# Objective:
Starting at the line with "of the bald", transcribe each line through the final one, both included, and add nothing.

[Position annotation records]
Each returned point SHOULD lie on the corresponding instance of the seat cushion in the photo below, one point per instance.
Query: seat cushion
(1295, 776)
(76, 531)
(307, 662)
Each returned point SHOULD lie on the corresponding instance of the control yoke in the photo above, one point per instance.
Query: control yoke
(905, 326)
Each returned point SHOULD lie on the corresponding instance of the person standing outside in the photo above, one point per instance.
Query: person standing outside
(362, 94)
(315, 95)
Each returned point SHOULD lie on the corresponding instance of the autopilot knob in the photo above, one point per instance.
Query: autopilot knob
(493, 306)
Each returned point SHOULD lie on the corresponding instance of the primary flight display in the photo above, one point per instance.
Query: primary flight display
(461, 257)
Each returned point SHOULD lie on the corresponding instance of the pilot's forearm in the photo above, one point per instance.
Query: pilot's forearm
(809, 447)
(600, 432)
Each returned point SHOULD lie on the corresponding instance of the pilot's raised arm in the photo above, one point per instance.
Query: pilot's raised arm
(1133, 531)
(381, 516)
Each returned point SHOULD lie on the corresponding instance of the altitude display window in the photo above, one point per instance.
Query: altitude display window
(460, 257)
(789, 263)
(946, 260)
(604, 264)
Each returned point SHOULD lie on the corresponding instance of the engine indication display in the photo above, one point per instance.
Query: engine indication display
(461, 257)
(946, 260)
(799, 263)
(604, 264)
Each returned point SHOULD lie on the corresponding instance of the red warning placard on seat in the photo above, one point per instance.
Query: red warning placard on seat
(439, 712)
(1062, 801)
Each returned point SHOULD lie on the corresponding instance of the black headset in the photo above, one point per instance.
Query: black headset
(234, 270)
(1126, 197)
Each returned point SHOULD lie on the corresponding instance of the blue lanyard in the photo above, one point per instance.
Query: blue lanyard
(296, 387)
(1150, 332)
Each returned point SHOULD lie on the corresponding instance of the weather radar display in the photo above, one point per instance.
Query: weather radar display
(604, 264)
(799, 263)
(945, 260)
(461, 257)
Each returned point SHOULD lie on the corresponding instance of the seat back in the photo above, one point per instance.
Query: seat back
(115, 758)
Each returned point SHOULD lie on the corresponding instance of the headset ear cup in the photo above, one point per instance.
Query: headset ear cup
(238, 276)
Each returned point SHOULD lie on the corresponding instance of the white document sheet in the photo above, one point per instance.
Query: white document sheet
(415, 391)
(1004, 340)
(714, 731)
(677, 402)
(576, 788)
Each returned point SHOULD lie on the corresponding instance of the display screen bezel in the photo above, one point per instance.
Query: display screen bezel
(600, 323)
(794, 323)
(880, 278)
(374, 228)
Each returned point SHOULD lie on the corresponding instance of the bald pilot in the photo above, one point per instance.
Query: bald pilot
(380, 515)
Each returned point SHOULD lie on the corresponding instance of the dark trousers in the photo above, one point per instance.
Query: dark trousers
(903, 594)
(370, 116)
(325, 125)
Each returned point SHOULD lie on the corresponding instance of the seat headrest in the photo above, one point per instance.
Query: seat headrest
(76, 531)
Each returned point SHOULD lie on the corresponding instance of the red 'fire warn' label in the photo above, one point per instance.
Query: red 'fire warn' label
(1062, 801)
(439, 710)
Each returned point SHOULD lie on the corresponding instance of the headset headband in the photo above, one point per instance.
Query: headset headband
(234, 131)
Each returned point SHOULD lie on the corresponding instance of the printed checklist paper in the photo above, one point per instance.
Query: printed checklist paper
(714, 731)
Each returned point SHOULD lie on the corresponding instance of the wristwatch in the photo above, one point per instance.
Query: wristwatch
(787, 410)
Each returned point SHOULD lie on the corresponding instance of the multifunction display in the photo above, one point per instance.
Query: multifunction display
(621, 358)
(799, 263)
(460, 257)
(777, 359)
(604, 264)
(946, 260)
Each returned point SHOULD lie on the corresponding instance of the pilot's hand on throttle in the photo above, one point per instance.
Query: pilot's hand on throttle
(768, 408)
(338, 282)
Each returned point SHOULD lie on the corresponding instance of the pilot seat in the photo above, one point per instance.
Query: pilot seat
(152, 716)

# Task answer:
Each returned point SHOULD lie on the corresponding instance of the bald pilot in the photo above, one point per instance.
Query: bald pilot
(380, 515)
Each returned point SHOULD lie on the corresponding instance of the dark trousers in the photo above, one point per instance.
Query: dark trousers
(903, 594)
(370, 116)
(325, 125)
Each returned point SHOULD lie on the corresponding instance of the seat headrest in the photo above, one point per instance.
Query: seat headrest
(76, 531)
Each returned point SHOULD lie on the corresponding instance of the red 'fire warn' label in the photo above, one point per instance.
Query: red 'fire warn' label
(1062, 801)
(439, 710)
Each returned point SHOULD lie on the corresponding instance of the headset headband in the photo above, one point per instance.
Query: headset headband
(234, 131)
Each returned point SHOULD lie on the corresponding instance of the printed checklist paper in the photo above, one point per instance.
Query: printed checklist paper
(714, 731)
Each returned point SHOULD lie on the corresponding instance of the wristwatch in the photo above, one point per instance.
Query: wristwatch
(787, 410)
Each returned point SHOULD lie on the corresponding instance of the multifunction display in the photo above, one point per instance.
Query: multifunction display
(621, 358)
(799, 263)
(460, 257)
(777, 359)
(604, 264)
(946, 260)
Each returned point SHOULD lie on the corresponding instance of the pilot's hand on throttle in the photo above, one point per instance.
Query: pilot's hand on throttle
(768, 408)
(338, 282)
Each returned point SHOULD lie on the corresponding instance of the pilot seat in the photo above, one point per instance.
Query: pilot seat
(152, 716)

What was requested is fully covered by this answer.